Pointing records:
++++++++
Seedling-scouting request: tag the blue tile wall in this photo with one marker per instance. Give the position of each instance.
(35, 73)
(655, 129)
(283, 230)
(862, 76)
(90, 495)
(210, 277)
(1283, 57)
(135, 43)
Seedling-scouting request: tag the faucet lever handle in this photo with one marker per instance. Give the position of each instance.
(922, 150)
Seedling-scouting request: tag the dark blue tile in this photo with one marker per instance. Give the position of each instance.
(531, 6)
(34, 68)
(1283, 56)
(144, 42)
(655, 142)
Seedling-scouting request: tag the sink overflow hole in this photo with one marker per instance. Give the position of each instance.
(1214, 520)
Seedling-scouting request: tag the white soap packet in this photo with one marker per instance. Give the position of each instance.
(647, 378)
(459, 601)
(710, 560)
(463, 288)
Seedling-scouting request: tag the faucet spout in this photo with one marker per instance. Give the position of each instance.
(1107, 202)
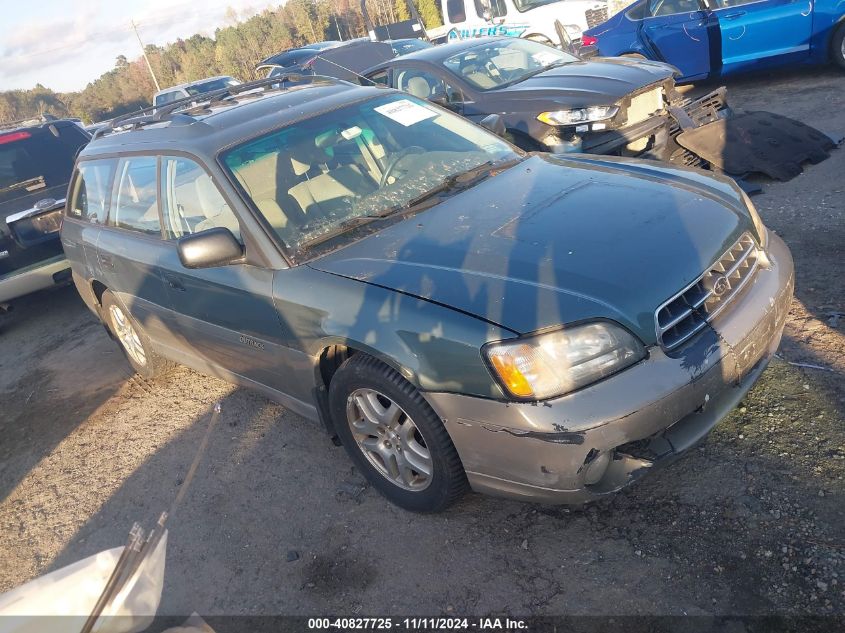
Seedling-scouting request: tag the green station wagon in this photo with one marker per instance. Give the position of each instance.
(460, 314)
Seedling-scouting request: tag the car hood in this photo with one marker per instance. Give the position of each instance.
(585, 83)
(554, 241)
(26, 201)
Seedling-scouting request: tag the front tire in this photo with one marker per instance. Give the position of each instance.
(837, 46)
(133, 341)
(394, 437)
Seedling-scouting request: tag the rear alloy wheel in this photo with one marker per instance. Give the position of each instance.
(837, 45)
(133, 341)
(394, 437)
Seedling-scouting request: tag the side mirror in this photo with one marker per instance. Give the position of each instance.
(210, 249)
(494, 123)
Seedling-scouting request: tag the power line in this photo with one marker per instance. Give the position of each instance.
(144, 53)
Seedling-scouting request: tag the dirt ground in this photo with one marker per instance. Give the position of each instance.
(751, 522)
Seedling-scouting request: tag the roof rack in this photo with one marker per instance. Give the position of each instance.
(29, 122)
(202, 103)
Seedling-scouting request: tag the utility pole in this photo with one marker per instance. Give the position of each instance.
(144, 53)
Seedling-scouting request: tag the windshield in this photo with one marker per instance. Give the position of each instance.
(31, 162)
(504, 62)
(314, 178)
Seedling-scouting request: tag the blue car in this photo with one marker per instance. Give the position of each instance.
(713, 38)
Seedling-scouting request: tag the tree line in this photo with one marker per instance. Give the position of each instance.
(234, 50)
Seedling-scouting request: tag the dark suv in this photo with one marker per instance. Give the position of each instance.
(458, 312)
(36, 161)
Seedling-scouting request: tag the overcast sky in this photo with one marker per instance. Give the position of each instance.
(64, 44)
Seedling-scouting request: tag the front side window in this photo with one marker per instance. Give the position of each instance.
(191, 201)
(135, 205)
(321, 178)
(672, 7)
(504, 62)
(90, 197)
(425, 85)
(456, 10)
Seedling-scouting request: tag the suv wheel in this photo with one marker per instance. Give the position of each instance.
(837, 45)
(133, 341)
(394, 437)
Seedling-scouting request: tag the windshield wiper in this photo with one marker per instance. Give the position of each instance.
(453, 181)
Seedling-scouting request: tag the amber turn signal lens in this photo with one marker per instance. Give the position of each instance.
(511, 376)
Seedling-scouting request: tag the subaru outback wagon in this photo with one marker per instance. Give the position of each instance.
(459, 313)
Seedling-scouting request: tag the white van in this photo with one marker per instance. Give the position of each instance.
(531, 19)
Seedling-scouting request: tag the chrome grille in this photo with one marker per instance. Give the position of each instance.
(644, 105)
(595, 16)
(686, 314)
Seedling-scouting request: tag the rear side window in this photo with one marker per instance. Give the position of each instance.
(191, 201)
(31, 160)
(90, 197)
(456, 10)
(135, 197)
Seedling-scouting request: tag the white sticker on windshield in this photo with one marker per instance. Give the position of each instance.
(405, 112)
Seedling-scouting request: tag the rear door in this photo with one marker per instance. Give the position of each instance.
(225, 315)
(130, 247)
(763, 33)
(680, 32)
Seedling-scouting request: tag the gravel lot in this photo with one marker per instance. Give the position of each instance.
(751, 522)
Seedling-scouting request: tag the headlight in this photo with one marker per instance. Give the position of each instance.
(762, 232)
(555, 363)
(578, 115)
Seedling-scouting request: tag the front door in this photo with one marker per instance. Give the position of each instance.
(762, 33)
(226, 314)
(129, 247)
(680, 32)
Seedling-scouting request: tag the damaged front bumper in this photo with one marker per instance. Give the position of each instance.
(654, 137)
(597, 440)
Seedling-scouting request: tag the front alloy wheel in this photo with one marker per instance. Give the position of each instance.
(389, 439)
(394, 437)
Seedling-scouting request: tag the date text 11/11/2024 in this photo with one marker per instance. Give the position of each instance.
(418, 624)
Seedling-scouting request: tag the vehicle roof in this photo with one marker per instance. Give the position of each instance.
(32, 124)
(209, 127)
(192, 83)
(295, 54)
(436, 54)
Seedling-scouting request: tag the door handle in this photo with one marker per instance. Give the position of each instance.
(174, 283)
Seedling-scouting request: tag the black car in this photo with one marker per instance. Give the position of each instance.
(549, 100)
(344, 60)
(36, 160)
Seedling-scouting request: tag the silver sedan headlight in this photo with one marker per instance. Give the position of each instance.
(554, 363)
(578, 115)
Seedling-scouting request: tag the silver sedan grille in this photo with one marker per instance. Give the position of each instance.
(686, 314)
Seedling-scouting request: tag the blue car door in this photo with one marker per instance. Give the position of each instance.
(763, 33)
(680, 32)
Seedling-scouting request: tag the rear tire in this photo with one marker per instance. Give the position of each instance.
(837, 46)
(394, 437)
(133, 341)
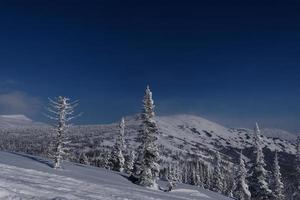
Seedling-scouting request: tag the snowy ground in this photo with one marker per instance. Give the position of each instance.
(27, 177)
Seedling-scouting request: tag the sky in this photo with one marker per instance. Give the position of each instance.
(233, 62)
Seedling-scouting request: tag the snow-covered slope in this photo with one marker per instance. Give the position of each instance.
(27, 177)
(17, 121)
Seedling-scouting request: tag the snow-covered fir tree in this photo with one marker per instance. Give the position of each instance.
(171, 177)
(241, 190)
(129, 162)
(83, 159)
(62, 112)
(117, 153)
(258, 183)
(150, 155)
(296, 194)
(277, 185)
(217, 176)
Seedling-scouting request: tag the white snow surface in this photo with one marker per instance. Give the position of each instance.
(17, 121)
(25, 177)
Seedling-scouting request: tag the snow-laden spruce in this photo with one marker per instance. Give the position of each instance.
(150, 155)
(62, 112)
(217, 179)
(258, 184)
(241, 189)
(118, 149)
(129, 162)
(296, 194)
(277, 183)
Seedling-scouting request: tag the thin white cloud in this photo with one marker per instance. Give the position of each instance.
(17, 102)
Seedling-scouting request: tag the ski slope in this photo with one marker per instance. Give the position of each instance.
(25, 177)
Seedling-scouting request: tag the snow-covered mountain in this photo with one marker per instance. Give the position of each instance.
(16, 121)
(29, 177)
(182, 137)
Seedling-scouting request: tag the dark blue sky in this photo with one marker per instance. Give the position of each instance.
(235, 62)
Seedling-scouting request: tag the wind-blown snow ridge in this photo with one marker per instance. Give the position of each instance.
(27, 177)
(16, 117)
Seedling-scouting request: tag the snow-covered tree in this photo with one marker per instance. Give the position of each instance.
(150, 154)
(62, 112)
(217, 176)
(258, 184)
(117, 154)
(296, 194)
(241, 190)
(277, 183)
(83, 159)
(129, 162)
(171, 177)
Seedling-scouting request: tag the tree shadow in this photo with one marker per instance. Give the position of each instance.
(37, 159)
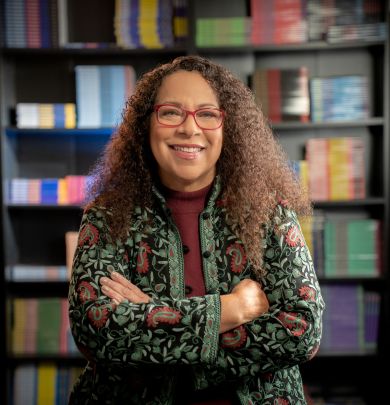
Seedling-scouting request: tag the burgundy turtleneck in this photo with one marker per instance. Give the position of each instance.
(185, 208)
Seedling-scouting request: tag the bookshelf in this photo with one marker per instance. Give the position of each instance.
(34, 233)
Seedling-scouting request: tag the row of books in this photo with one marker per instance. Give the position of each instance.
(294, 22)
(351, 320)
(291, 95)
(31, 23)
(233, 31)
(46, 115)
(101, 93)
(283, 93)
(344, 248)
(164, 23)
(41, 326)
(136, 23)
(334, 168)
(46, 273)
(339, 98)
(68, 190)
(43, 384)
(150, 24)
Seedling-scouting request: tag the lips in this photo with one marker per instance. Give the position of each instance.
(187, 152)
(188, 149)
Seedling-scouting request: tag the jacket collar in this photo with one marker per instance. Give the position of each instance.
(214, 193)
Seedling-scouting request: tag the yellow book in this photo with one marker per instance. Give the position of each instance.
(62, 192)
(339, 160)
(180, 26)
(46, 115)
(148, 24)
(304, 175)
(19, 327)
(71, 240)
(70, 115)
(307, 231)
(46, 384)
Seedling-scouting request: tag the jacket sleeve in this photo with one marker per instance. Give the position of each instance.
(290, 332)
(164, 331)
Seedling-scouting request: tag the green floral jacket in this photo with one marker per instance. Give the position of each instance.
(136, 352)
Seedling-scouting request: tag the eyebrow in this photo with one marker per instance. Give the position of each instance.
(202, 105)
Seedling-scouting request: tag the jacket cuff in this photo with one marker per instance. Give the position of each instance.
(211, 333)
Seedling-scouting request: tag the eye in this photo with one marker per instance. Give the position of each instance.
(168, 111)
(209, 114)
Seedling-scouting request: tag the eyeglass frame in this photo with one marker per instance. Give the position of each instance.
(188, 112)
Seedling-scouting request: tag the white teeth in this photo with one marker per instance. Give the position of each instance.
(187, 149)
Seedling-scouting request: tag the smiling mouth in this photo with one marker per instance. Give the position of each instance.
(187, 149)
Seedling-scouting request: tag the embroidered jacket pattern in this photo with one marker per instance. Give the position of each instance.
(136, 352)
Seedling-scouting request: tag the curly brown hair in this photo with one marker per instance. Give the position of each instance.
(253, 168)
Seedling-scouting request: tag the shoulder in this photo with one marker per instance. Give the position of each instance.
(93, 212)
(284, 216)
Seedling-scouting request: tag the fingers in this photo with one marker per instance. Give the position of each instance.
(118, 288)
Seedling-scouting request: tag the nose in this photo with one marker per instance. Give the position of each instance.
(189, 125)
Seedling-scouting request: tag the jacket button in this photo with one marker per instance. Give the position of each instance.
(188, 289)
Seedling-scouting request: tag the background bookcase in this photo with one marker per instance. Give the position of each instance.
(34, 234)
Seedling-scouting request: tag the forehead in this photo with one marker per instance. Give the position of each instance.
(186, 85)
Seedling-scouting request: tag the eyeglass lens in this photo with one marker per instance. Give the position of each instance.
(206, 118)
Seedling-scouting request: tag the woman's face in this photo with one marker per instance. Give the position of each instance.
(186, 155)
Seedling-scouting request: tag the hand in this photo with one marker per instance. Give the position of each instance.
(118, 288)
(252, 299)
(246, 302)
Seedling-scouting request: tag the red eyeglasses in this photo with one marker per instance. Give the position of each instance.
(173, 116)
++++++++
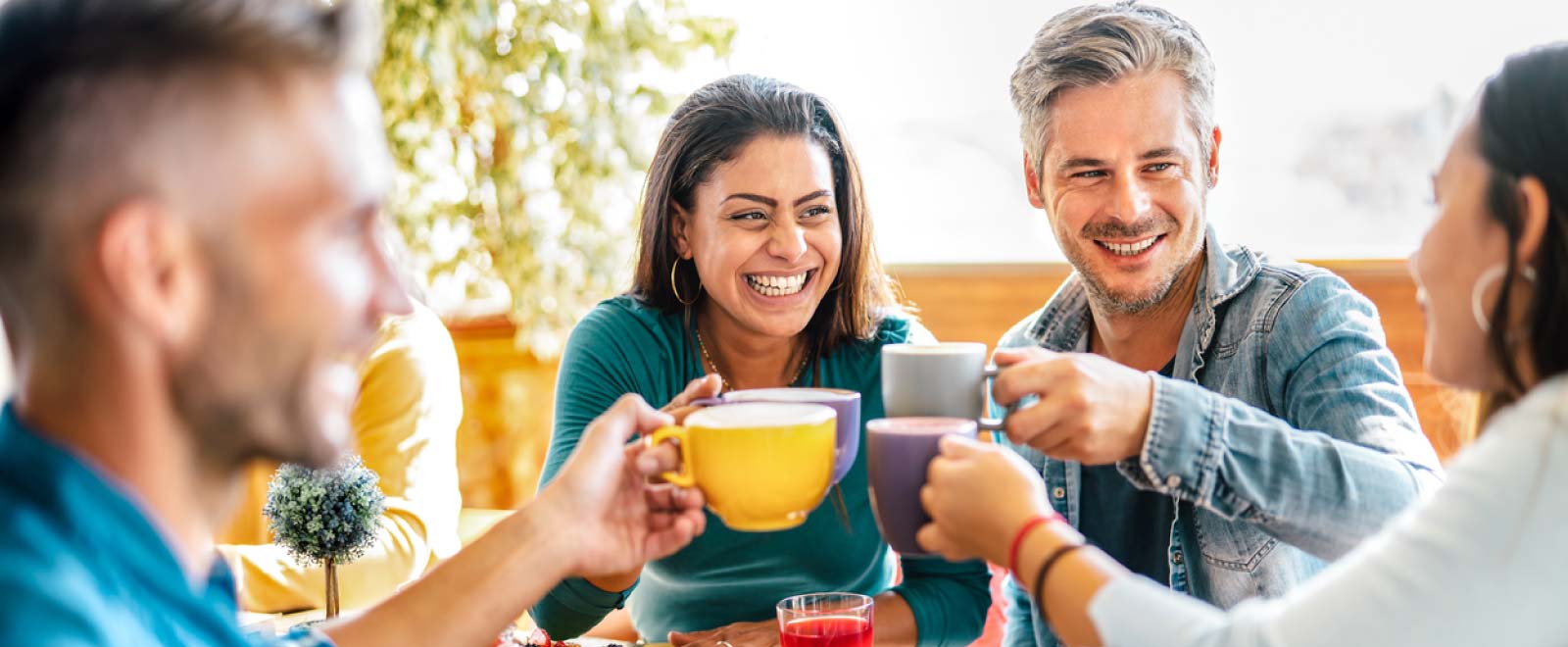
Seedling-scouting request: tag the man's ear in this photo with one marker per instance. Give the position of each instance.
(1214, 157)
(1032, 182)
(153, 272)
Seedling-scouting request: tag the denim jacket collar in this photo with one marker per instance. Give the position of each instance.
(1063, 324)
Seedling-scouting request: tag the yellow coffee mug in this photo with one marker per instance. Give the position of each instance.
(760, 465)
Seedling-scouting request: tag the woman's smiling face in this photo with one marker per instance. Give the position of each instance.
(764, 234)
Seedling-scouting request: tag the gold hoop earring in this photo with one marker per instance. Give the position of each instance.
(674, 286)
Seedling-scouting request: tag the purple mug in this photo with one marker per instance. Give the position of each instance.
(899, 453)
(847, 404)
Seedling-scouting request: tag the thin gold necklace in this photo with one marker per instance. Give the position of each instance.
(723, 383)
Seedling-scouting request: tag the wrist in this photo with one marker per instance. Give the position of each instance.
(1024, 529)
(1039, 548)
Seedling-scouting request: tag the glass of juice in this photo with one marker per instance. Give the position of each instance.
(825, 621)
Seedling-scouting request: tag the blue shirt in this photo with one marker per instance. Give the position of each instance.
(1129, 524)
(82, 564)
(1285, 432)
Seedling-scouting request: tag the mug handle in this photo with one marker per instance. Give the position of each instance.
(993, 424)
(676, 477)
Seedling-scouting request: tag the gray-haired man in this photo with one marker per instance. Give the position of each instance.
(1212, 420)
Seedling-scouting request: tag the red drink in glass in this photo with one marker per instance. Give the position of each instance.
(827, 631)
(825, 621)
++++++++
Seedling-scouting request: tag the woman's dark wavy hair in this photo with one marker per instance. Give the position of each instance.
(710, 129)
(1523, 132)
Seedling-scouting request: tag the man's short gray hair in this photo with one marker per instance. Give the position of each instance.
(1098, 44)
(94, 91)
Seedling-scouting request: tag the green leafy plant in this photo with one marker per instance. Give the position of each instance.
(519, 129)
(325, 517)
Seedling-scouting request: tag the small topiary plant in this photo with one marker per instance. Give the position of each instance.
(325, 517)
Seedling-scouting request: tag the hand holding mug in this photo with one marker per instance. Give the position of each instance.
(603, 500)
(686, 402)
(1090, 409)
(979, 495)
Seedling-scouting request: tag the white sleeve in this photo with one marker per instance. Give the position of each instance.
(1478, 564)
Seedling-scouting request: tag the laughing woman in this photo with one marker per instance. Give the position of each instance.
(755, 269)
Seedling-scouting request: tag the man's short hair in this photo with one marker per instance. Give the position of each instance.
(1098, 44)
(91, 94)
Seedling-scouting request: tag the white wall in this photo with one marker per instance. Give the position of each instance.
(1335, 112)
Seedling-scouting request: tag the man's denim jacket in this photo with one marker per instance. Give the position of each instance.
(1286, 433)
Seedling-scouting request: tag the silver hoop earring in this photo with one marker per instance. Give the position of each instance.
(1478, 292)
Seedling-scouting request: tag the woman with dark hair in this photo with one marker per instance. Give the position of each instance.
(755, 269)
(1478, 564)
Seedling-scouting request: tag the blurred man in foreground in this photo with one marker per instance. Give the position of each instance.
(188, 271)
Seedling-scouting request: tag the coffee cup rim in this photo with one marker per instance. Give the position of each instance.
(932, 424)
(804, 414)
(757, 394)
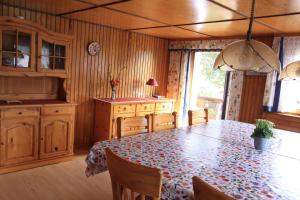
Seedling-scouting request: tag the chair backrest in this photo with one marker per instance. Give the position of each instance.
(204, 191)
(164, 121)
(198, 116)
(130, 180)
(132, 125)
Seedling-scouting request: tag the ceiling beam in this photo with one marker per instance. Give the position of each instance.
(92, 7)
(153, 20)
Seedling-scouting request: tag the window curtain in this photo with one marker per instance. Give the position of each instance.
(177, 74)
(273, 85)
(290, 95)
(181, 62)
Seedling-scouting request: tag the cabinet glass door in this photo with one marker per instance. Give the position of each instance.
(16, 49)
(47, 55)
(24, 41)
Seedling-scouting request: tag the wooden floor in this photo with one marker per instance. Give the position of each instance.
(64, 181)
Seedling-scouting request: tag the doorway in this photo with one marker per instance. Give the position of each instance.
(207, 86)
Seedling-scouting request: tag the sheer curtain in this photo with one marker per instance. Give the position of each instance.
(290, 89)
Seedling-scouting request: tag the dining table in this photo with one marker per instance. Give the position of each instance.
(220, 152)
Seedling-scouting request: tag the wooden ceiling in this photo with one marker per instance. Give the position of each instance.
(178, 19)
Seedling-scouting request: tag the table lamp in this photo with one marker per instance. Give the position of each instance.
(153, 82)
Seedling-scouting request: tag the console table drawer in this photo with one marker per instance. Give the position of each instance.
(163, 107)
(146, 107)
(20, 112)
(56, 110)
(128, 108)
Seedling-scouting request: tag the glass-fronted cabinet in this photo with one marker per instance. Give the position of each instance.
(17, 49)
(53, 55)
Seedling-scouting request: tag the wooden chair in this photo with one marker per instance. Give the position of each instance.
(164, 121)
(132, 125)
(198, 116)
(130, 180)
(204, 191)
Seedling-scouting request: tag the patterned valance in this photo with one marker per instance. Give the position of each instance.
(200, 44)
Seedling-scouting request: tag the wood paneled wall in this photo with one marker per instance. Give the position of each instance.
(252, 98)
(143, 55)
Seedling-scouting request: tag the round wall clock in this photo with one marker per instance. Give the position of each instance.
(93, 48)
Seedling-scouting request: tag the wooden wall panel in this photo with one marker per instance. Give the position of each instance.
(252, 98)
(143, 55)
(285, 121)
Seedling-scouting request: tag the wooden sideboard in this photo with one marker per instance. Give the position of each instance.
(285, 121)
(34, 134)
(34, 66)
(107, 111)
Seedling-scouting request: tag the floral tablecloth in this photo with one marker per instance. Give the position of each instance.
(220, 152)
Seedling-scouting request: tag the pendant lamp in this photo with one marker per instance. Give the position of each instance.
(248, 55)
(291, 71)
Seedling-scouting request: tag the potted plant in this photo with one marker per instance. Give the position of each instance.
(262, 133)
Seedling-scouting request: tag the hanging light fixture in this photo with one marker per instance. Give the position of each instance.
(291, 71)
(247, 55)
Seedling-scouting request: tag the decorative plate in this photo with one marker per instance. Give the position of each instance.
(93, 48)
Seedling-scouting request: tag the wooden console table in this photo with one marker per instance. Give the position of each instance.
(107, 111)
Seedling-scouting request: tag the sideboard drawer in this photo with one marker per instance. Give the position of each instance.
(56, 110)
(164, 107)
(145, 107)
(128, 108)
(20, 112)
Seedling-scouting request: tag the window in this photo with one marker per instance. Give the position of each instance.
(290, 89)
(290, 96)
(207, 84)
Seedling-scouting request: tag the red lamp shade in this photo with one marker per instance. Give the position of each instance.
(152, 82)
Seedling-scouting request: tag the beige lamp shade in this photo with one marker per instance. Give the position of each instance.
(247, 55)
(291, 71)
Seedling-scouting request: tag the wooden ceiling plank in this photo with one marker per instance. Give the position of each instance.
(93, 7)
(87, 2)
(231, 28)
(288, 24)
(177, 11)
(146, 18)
++++++++
What is needed. Pick out every line of the material above that contains the string "sideboard" and copy each one. Matches must have the same capitalization.

Written solution.
Seedling-scouting request: tag the wooden sideboard in this photo with one marker per instance. Give the position of each instance.
Seedling-scouting request: tag the sideboard drawer in this photo with one marker per instance. Give the position of each instance.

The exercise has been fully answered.